» **Tâche a**
Reproduisez intégralement le texte ci-dessous sur le choix des études de médecine plutôt que du droit, sans y changer quoi que ce soit.

Dès ma jeunesse j’adoptai cette règle de conduite : veiller à ma vie. Or les études de médecine y convenaient mieux que celles de droit, étant plus voisines du but, communes à tout l’univers et à tous les siècles, plus nobles, appuyées sur la raison (loi éternelle de la nature) plus que sur les opinions des hommes. Aussi les embrassai-je et non la jurisprudence. Et cela surtout, parce que, comme je l’ai dit, je méprisais les embrassements de tels amis, les richesses, la puissance et les honneurs, bien plus je les fuyais. Mais quand mon père (48) s’aperçut que je négligeais le droit pour m’adonner à la philosophie, il versa des larmes en ma présence. Il s’affligeait de ne pas me voir voué aux mêmes études que lui, il les jugeait la plus noble des disciplines (il l’affirmait souvent sur la foi d’Aristote), et la mieux faite pour donner richesses et puissance comme aussi pour élever une famille. De plus il enseignait les institutions dans notre ville avec un traitement de cent écus d’or ; et il comprenait que cette charge qu’il exerçait depuis tant d’années ne me reviendrait pas comme il l’avait espéré, mais passerait à un autre, que ses commentaires ne dureraient pas et que je ne les illustrerais pas. Peu avant il avait vu luire un espoir de gloire, quand il avait corrigé le traité de Jean de Canterbury sur l’optique ou la perspective[3]. On imprima les vers suivants : « La maison des Cardan s’enorgueillit de cet homme : seul il sait tout. Notre temps ne compte personne qui l’égale. »

» **Données fournies**
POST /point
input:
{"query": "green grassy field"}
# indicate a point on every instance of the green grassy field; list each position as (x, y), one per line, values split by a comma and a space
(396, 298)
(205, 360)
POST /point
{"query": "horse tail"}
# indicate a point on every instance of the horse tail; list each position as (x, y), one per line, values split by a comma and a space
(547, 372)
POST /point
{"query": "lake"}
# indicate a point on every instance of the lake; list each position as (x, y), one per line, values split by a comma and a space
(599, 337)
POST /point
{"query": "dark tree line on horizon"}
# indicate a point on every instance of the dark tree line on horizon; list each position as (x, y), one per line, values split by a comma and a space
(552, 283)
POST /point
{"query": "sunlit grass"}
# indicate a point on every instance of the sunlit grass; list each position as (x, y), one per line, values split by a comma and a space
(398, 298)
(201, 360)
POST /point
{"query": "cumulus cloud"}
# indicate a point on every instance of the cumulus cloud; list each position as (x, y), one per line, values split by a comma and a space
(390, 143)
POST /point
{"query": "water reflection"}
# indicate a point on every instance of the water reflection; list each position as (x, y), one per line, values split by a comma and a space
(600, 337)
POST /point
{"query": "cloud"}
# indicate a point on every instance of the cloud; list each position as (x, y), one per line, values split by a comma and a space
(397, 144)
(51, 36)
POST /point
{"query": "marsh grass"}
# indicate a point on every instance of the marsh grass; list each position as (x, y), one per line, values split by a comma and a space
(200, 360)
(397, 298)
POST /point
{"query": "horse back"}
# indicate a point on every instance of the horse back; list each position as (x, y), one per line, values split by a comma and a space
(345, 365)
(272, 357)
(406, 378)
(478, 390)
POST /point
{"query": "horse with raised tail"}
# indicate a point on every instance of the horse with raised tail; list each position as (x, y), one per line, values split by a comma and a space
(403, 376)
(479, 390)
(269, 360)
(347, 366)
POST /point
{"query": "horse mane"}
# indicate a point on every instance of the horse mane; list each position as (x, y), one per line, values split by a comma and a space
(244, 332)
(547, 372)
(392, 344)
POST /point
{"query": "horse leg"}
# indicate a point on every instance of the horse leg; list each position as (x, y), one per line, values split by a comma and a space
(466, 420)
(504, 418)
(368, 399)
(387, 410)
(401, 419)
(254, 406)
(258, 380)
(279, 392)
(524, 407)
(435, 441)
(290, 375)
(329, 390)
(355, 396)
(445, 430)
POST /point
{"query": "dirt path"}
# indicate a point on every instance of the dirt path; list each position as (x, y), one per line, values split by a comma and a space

» **Tâche b**
Extrayez, s'il vous plaît, toutes les lignes ci-dessus qui contiennent la chaîne « with », en respectant la casse.

» **Réponse correcte a**
Dès ma jeunesse j’adoptai cette règle de conduite : veiller à ma vie. Or les études de médecine y convenaient mieux que celles de droit, étant plus voisines du but, communes à tout l’univers et à tous les siècles, plus nobles, appuyées sur la raison (loi éternelle de la nature) plus que sur les opinions des hommes. Aussi les embrassai-je et non la jurisprudence. Et cela surtout, parce que, comme je l’ai dit, je méprisais les embrassements de tels amis, les richesses, la puissance et les honneurs, bien plus je les fuyais. Mais quand mon père (48) s’aperçut que je négligeais le droit pour m’adonner à la philosophie, il versa des larmes en ma présence. Il s’affligeait de ne pas me voir voué aux mêmes études que lui, il les jugeait la plus noble des disciplines (il l’affirmait souvent sur la foi d’Aristote), et la mieux faite pour donner richesses et puissance comme aussi pour élever une famille. De plus il enseignait les institutions dans notre ville avec un traitement de cent écus d’or ; et il comprenait que cette charge qu’il exerçait depuis tant d’années ne me reviendrait pas comme il l’avait espéré, mais passerait à un autre, que ses commentaires ne dureraient pas et que je ne les illustrerais pas. Peu avant il avait vu luire un espoir de gloire, quand il avait corrigé le traité de Jean de Canterbury sur l’optique ou la perspective[3]. On imprima les vers suivants : « La maison des Cardan s’enorgueillit de cet homme : seul il sait tout. Notre temps ne compte personne qui l’égale. »

» **Réponse correcte b**
{"query": "horse with raised tail"}
# indicate a point on every instance of the horse with raised tail; list each position as (x, y), one per line, values split by a comma and a space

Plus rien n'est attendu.